■ GOAL OF THE EXERCISE:
Return the records in full, exactly as given.

Stored data:
========
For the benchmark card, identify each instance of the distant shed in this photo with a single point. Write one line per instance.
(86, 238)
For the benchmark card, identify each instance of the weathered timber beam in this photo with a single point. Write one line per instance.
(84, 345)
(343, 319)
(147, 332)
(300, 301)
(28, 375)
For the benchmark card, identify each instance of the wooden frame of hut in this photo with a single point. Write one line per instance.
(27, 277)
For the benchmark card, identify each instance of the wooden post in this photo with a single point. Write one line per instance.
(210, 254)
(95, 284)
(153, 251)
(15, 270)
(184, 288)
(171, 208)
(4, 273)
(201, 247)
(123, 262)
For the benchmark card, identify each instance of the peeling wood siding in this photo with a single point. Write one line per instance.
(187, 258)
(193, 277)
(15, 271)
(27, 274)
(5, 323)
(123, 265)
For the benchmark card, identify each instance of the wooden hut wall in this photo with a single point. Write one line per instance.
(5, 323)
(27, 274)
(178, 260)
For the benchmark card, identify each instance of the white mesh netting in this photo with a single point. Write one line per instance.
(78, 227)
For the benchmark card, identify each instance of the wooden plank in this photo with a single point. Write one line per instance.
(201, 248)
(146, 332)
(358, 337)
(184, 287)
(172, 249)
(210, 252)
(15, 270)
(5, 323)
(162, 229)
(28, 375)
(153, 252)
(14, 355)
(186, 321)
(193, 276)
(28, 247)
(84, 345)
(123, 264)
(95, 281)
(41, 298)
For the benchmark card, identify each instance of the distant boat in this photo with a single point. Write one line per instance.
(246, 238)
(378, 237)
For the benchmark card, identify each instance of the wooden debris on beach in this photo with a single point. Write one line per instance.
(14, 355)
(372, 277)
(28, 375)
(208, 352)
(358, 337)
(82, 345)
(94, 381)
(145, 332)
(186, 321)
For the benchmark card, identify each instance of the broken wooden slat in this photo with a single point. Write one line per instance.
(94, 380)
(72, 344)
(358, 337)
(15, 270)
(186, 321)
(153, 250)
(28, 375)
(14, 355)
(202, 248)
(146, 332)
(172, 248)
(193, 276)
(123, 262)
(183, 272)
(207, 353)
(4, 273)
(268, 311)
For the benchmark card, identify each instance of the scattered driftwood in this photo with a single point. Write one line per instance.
========
■ WRITTEN SOLUTION:
For the benchmark card, identify each instance of the distant shed in this photo with a single point. Write one line per instance.
(86, 238)
For the benchmark card, identify each instance of the weathered timber beam in this photo with a single point. Write one line per instance.
(84, 345)
(343, 319)
(147, 332)
(300, 301)
(28, 375)
For the benchmark card, identify each instance of the wooden frame of hut in this photo with a single point. Write one line per instance.
(27, 277)
For the benchmark card, identify each instance of the wooden post in this photo with a single point. Write one line per instance.
(210, 254)
(95, 284)
(153, 251)
(15, 270)
(184, 288)
(171, 208)
(4, 273)
(201, 247)
(123, 262)
For the benchmark card, identify each instance of the peeling wood siding in this photo with a single point. Write one line per instance.
(187, 258)
(193, 277)
(15, 271)
(27, 274)
(5, 323)
(123, 265)
For the benchmark card, identify each instance of the wooden hut wall in this photo with a single point. Write one line per instance.
(5, 323)
(27, 274)
(178, 260)
For the benchmark card, identify each instance of the white mesh netting in this photo with a single point. Write one line per instance.
(78, 227)
For the benchmark card, identify each instance of the wooden plank in this photo with a single point. Write one line per instance.
(201, 248)
(146, 332)
(358, 337)
(184, 287)
(172, 249)
(210, 252)
(15, 270)
(5, 323)
(162, 229)
(28, 375)
(153, 252)
(14, 355)
(186, 321)
(193, 276)
(28, 247)
(84, 345)
(123, 264)
(95, 281)
(41, 298)
For the benchmark card, identify each instance of the distant boat in this photo with a single point. Write one line per instance.
(246, 238)
(378, 237)
For the benchmark card, identify each instance of the wooden debris on beach in this photo with a single point. Write one line per instance.
(14, 355)
(372, 277)
(28, 375)
(208, 352)
(358, 337)
(82, 345)
(94, 381)
(145, 332)
(186, 321)
For the benchmark card, identify each instance of the broken wooden slat in this photo with a single point. Write one line per instance.
(94, 380)
(72, 344)
(358, 337)
(15, 270)
(186, 321)
(153, 250)
(28, 375)
(14, 355)
(202, 248)
(146, 332)
(172, 248)
(193, 276)
(123, 262)
(183, 272)
(207, 353)
(4, 273)
(268, 311)
For the benchmark card, identify each instance of the scattered driftwood in this photo with a single point. Write one line per instance.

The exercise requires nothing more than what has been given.